Aim a: Rewrite the source records below, replacing "gray vanity cabinet" with "gray bathroom cabinet" and leaving everything else unchanged.

Selected passage:
I Beg to differ with you, and think that what you have mentioned is the excuse used by most engineers when they are not sure about what they are doing.

The software which i mentioned, u just needs the soil type profile, and the depths of the different layer and no SPT/CPT values. Its results are reliable, i have billions of dollars of projects relying on that.

The joke was valid when we were in the 18th century, now with advanced tools at our disposal, we can measure and check everything we have. In the age of FEM, and P-Delta analysis, i guess Today is the time "to Measure with a Micromemetr, mark with a stencil and cut with laser".

More so, since you will be hanged if the design that yuou have done is not safe. We have plenty of examples where engineers have been sentenced beacause of failures in structures, so its our job to use the data as effcectively as possible. The tables in IS code come with a clause that the engineer to ensure that they are valid and applicable, and you are very unlikely to find that exact profile, since the lateral stiffness of soil depends upon the different layers it encounters and their relative depths from top, wethher they are saturated or not etc. In this circustance its better to use data that we have got from the soil investigation consultant and know that he willbe held responsible for it and then use the best method available to get foundation properties.

Whats the use of soil investigation if we have to go back to IS code ? IS code have complete designs also in the SP-xx for almost all types of structures, foundations, roads, bridges, culverts shelters, why design then ??

With respect.

Mandeep S. Kohli


abhio wrote:
Dear Er Kohli,

The depth of fixity charts given in IS: 2911 provide a reasonable solution. Of course, it can definitely be improved by means of a more detailed analysis. However, such an analysis is only as good as the data you put into it. For the most reliable estimates of lateral soil stiffness, you ought to have pressuremeter tests, rather than only SPT / CPT. In the absence of high quality data, I believe that high end analysis can give a dangerous, unjustified sense of extra high precision without underlying accuracy.

There's a joke that goes "measure with a micrometer, mark with chalk, and cut with an axe". Using SPT/ CPT data for estimates of lateral soil stiffness, and plugging these numbers into a high end software runs the risk of repeating the joke in the other direction.

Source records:
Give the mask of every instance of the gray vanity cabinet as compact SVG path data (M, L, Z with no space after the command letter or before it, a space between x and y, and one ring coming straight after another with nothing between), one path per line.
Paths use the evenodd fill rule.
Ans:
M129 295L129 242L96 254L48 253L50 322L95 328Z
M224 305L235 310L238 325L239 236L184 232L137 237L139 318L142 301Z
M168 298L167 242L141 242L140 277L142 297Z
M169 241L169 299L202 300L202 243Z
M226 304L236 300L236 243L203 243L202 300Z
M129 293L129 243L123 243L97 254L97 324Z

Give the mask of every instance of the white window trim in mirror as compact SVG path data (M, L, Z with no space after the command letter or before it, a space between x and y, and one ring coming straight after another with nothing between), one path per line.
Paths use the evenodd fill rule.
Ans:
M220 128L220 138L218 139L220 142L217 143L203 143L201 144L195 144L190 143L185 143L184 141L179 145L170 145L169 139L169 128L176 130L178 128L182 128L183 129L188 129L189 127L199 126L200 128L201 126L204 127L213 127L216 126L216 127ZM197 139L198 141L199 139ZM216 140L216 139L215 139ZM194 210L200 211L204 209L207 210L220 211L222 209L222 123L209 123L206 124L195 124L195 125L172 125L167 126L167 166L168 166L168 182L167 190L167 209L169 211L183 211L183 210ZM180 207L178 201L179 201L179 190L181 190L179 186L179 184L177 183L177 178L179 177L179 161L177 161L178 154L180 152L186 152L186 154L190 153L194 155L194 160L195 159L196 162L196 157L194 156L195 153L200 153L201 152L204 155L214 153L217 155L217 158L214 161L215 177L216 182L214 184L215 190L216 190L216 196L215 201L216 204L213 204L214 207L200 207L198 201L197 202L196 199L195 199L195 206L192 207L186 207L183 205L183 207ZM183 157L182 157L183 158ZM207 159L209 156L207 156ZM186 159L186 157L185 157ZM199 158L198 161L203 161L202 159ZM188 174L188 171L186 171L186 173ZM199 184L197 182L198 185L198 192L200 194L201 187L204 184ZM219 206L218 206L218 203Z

Aim b: Based on the forum exchange about lateral soil stiffness above, state whether each statement agrees with it, and quote the deciding words. (i) Mandeep S. Kohli says the software requires SPT/CPT values. (ii) abhio says pressuremeter tests give the most reliable estimates of lateral soil stiffness. (iii) abhio says the depth of fixity charts in IS: 2911 cannot be improved.

Exercise response a:
Give the mask of every instance of the gray bathroom cabinet as compact SVG path data (M, L, Z with no space after the command letter or before it, a space between x and y, and one ring coming straight after another with nothing between), one path per line.
Paths use the evenodd fill rule.
Ans:
M129 295L129 242L96 254L48 253L50 322L95 328Z
M224 305L235 310L238 325L239 236L184 232L137 237L139 318L142 301Z
M168 298L167 242L141 242L140 277L142 297Z
M169 241L169 299L202 300L202 243Z
M226 304L236 300L236 243L203 243L202 300Z
M129 293L129 243L123 243L97 254L97 324Z

Give the mask of every instance of the white window trim in mirror as compact SVG path data (M, L, Z with no space after the command letter or before it, a space between x and y, and one ring coming straight after another with nothing between), one path per line.
Paths use the evenodd fill rule.
Ans:
M220 128L220 138L218 139L220 142L217 143L203 143L201 144L195 144L190 143L185 143L184 141L179 145L170 145L169 139L169 128L176 130L178 128L182 128L183 129L188 129L189 127L199 126L200 128L201 126L204 127L213 127L216 126L216 127ZM197 139L198 141L199 139ZM216 140L216 139L215 139ZM194 210L200 211L204 209L207 210L220 211L222 209L222 123L209 123L206 124L195 124L195 125L172 125L167 126L167 166L168 166L168 182L167 190L167 209L169 211L183 211L183 210ZM180 207L178 201L179 201L179 190L181 190L179 186L179 184L177 183L177 178L179 177L179 161L177 161L178 154L180 152L186 152L186 154L190 153L194 155L194 160L195 159L196 162L196 157L194 156L195 153L200 153L201 152L204 155L214 153L217 155L217 158L214 161L215 177L216 182L214 184L215 190L216 190L216 196L215 201L216 204L213 204L214 207L200 207L198 201L197 202L196 199L195 199L195 206L192 207L186 207L183 205L183 207ZM183 157L182 157L183 158ZM207 159L209 156L207 156ZM186 159L186 157L185 157ZM199 158L198 161L203 161L202 159ZM188 174L188 171L186 171L186 173ZM199 184L197 182L198 185L198 192L200 194L201 187L204 184ZM219 206L218 206L218 203Z

Exercise response b:
(i) No: "the soil type profile, and the depths of the different layer and no SPT/CPT values"
(ii) Yes: "For the most reliable estimates of lateral soil stiffness, you ought to have pressuremeter tests, rather than only SPT / CPT."
(iii) No: "Of course, it can definitely be improved by means of a more detailed analysis."